Input material
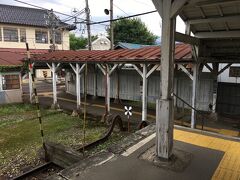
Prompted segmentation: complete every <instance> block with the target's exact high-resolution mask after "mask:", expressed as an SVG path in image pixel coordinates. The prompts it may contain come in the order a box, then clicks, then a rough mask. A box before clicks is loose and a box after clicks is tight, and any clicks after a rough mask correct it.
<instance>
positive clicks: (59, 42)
mask: <svg viewBox="0 0 240 180" xmlns="http://www.w3.org/2000/svg"><path fill="white" fill-rule="evenodd" d="M50 43H51V44H52V43H53V41H52V37H51V40H50ZM55 43H56V44H62V32H61V31H56V32H55Z"/></svg>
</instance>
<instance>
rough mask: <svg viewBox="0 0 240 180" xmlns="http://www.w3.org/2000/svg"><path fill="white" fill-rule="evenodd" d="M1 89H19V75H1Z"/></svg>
mask: <svg viewBox="0 0 240 180" xmlns="http://www.w3.org/2000/svg"><path fill="white" fill-rule="evenodd" d="M2 79H3V81H2V83H3V85H2V87H3V90H11V89H20V80H19V75H3V76H2Z"/></svg>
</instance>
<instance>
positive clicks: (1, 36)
mask: <svg viewBox="0 0 240 180" xmlns="http://www.w3.org/2000/svg"><path fill="white" fill-rule="evenodd" d="M0 41H2V28H1V27H0Z"/></svg>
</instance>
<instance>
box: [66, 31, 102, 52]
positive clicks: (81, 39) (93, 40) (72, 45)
mask: <svg viewBox="0 0 240 180" xmlns="http://www.w3.org/2000/svg"><path fill="white" fill-rule="evenodd" d="M97 38H98V37H97V36H96V35H95V36H92V41H94V40H96V39H97ZM69 40H70V49H71V50H78V49H86V47H87V44H88V39H87V38H85V37H83V36H80V37H77V36H76V35H75V34H72V33H71V34H70V35H69Z"/></svg>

What to work on
Repeat the items above word for word, leaving out the pictures.

Task answer
Prompted segmentation: complete every <instance> block with the target's exact high-resolution mask after "mask:", expressed as an SVG path in image pixel coordinates. The prompts it may contain come in the order a box, then clicks, then a rough mask. A box before clicks is loose and a box after clicks is tight, and any clicks after a rough mask correct it.
<instance>
positive clicks: (59, 42)
mask: <svg viewBox="0 0 240 180" xmlns="http://www.w3.org/2000/svg"><path fill="white" fill-rule="evenodd" d="M50 43H51V44H52V43H53V41H52V37H51V40H50ZM55 43H56V44H62V32H61V31H56V32H55Z"/></svg>
</instance>
<instance>
rough mask: <svg viewBox="0 0 240 180" xmlns="http://www.w3.org/2000/svg"><path fill="white" fill-rule="evenodd" d="M1 89H19V75H1Z"/></svg>
mask: <svg viewBox="0 0 240 180" xmlns="http://www.w3.org/2000/svg"><path fill="white" fill-rule="evenodd" d="M2 79H3V81H2V83H3V85H2V87H3V90H11V89H20V80H19V75H3V76H2Z"/></svg>
</instance>
<instance>
positive clicks: (1, 36)
mask: <svg viewBox="0 0 240 180" xmlns="http://www.w3.org/2000/svg"><path fill="white" fill-rule="evenodd" d="M0 41H2V28H1V27H0Z"/></svg>
</instance>
<instance>
box: [66, 31, 102, 52]
positive clicks: (81, 39) (93, 40) (72, 45)
mask: <svg viewBox="0 0 240 180" xmlns="http://www.w3.org/2000/svg"><path fill="white" fill-rule="evenodd" d="M97 38H98V37H97V36H96V35H95V36H92V41H94V40H96V39H97ZM69 40H70V49H71V50H78V49H86V47H87V44H88V39H87V38H85V37H83V36H80V37H77V36H76V35H75V34H72V33H71V34H70V35H69Z"/></svg>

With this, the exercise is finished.